-- Begin STORED ROWS --
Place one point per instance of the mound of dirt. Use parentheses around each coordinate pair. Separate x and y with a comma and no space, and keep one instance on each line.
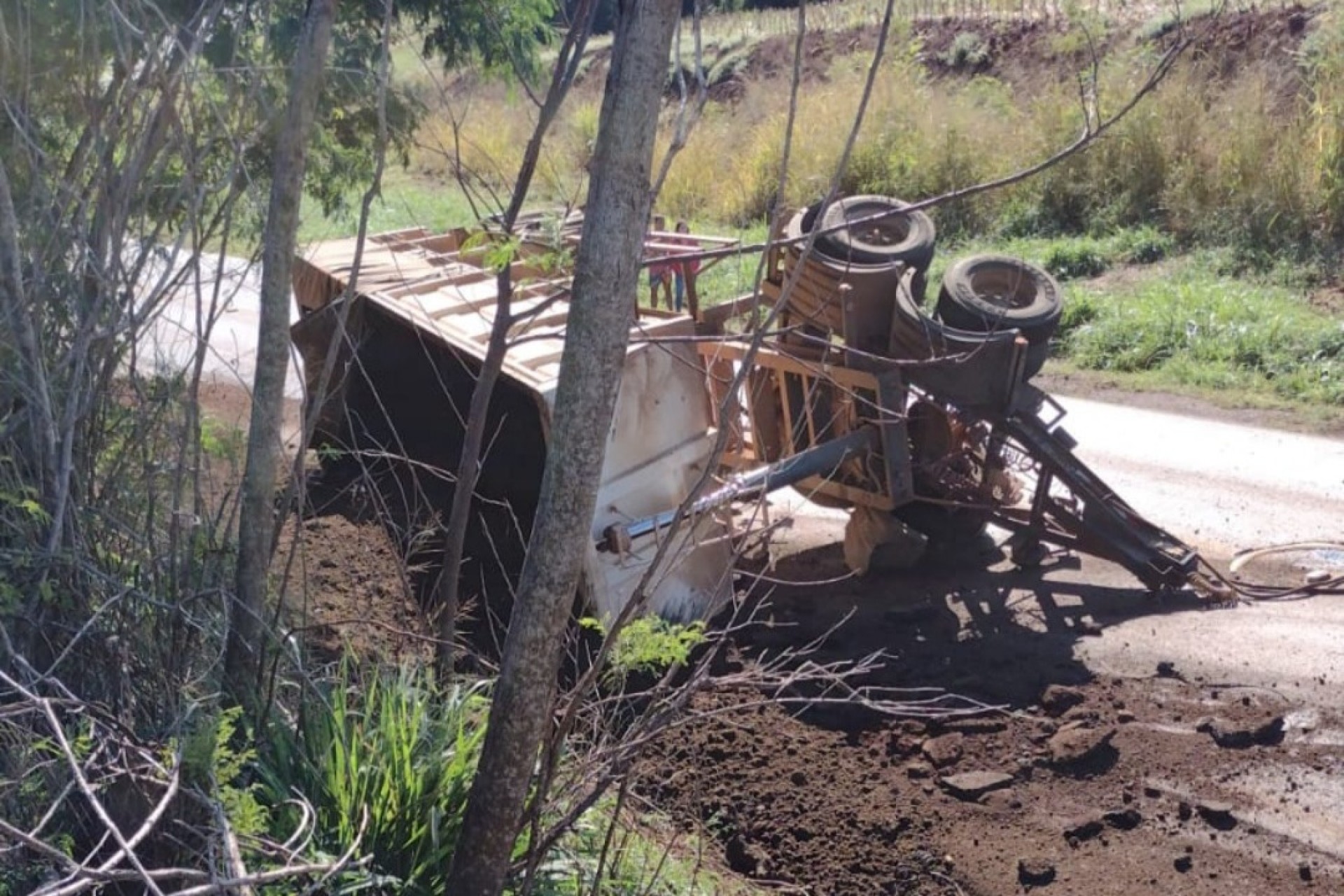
(1079,783)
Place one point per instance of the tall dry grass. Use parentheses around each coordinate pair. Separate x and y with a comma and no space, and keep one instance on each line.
(1254,159)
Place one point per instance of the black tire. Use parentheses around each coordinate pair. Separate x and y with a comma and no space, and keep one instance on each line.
(988,293)
(946,528)
(907,238)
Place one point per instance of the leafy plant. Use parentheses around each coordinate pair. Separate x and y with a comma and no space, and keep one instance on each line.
(967,52)
(650,644)
(1069,260)
(387,760)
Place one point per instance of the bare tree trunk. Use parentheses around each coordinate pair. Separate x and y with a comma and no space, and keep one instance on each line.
(35,390)
(447,590)
(257,510)
(605,284)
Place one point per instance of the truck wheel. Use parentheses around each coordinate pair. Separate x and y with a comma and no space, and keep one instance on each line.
(988,293)
(907,238)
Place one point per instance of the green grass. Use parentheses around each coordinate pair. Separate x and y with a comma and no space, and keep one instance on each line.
(407,200)
(1196,323)
(1182,326)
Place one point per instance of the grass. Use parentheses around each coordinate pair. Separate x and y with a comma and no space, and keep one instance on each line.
(1184,326)
(407,200)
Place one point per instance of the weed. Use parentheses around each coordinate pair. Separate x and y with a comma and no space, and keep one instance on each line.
(390,755)
(967,52)
(1194,328)
(1069,260)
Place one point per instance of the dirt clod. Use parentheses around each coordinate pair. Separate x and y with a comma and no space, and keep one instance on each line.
(974,785)
(1124,818)
(1035,872)
(1059,699)
(942,750)
(1218,814)
(1084,830)
(1079,742)
(1241,735)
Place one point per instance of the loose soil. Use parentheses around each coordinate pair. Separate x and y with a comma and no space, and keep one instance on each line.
(1110,786)
(1028,51)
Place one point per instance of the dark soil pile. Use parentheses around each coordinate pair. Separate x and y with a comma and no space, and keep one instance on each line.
-- End STORED ROWS --
§ THE REQUEST:
Reproduce the material word for word, minus the images.

§ ANSWER:
Place one point per instance of the mound of dirt. Use parentheses around each coordinate pair. Separate x and y with a comma and no space, and keep one instance on each line.
(1079,783)
Place one point per instance of the tall dry grass. Use parentheses around each coordinate pair. Separate x and y with a comma and no space, and keep one instance on each line.
(1254,159)
Place one point per instance of the black tire. Use parentheses around each coordinate pair. Separate x and y with a comma and no space, and keep one instance on each line.
(988,293)
(946,528)
(907,238)
Place one point per instance of the leafy plant. Use parentheses around each coordinate pair. Separate x and y with a comma and no space, and keep one instance on each line.
(967,52)
(650,644)
(1069,260)
(387,760)
Place one point per instance of the bare tree trunk. Use parentheses around each coordinate pair. Separate x and y with a comma and no space, and keep one instance on each line.
(35,390)
(447,590)
(257,510)
(605,284)
Place one point per instance of the truck wheel. Use parentheses around each coordinate pair. Separate x and y with a comma and no space, and keep one instance on each line.
(988,293)
(907,238)
Place one point per instance of the green grass. Use parentheses around each coordinate pair. Separate x and y with a comma and no space, and keep one instance on each line.
(407,200)
(1196,323)
(1182,326)
Place one point per instance of the grass. Use parentheses around each coordinate pair. Separate x and y with a comma and no space, and keep one instance on each line.
(1184,326)
(407,200)
Place one point per instance of the weed. Use parentheses around each coordinate pair. Separate x and y with a comma and no space, and keep one instance on each line.
(390,755)
(967,52)
(1194,328)
(1069,260)
Place one point per instance of the dirt clod. Use parentheses around each coordinate pair. Separate x and y with a comma and no space, and keep one instance on each line.
(974,785)
(1124,818)
(1035,872)
(1059,699)
(942,750)
(1218,814)
(1084,830)
(1079,742)
(1241,735)
Place one point per instance of the loose soil. Use parentheses around each coordinate pair. Separate x and y with a comma and no space, and keep one instance on each line.
(1110,786)
(1028,51)
Place one point per instance of the dark soil pile. Use parentheses around each coordinate pair. Separate x and y with a comma and no space, and keep one instance on each line.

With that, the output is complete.